EXCERPT PROVIDED:
MDbondsub.cpp

/**
 * \brief This simply runs a system through the timesteps. It can utilize OpenMP.
 * It is currently setup to use the implicit solvent molecular dynamic model used by Laradji's Computational Soft Matter lab. 
 * The particular system being studied is a phospholipid system. 
 * Various additions, such as cytoskeletons and nanoparticles, have been studied as well.
 * Multicomponent lipid systems have been studied.
 */

//no solvent within frames
#define noSolventFrames

//For molecular dynamics forces and potentials
#include "include/MD.h"

//For the molecular dynamics variables
#include "include/system.h"

//extractData must be located after system
//It is a header dependent on the system in the include directory, but is not part of the program
#include "dataExtraction.h"
#include <ctime>

#define resizeRate 1

int main(int argc, char* argv[])
{
	if(argc!=2)

TASKS AND EXERCISES:
1. Output the portion of the MDbondsub.cpp source file starting at "MDbondsub.cpp" and ending at "Soft Matter lab.".
2. Answer these questions about the MDbondsub.cpp source file.
(a) What can the program utilize?
(b) Whose lab uses the implicit solvent molecular dynamic model that the program is currently set up for?
(c) What value is given to resizeRate?
3. Extend the MDbondsub.cpp source file onward from its last line shown.
The material that comes next is separate from the source file.

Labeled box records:

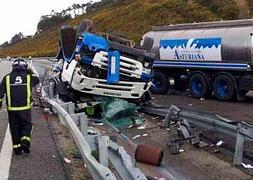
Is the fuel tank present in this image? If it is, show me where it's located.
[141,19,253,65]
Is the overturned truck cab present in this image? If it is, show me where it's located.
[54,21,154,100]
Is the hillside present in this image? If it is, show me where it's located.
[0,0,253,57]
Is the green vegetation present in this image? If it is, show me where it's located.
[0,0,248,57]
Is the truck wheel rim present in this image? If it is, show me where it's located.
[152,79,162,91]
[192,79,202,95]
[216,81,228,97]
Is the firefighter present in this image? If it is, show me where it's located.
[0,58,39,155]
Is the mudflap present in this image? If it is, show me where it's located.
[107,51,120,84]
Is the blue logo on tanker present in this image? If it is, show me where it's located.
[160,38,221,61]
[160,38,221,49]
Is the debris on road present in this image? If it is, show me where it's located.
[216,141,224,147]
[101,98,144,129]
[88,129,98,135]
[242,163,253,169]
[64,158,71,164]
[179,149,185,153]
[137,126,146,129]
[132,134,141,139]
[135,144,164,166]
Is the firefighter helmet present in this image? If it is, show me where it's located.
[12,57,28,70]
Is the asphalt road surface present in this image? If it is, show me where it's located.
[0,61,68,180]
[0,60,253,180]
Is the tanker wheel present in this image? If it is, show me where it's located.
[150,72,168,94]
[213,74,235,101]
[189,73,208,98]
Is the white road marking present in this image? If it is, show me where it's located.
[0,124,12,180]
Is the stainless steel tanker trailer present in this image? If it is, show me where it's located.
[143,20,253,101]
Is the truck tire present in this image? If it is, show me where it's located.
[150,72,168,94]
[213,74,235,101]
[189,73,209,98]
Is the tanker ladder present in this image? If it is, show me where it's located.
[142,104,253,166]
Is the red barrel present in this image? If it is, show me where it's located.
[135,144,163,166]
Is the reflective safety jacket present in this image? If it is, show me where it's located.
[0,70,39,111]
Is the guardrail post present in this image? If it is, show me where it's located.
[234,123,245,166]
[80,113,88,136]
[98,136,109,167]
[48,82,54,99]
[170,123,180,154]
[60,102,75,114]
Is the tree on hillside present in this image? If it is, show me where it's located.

RESPONSES FOR EACH TASK:
1.
MDbondsub.cpp

/**
 * \brief This simply runs a system through the timesteps. It can utilize OpenMP.
 * It is currently setup to use the implicit solvent molecular dynamic model used by Laradji's Computational Soft Matter lab.

2.
(a) OpenMP
(b) Laradji's Computational Soft Matter lab
(c) 1

3.
	{
		//so simple, this can't possibly mess it up
		std::cout << "usage: command name\n";
		return 0;
	}
	
	char *name=argv[1];
	
	//the variables for the simulation, remember that for some reason constructor isn't explicit when nothing is in it
	Blob<double> System;
	
	//load variables, then initialize them, Script requires some functions from Blob
	Script<double, Blob <double> > fileIO(name,std::ios::in,&System);
	
	fileIO.read();
	
	fileIO.close();
	
	//initialize the variables, objects, algorithms, data collection, etc...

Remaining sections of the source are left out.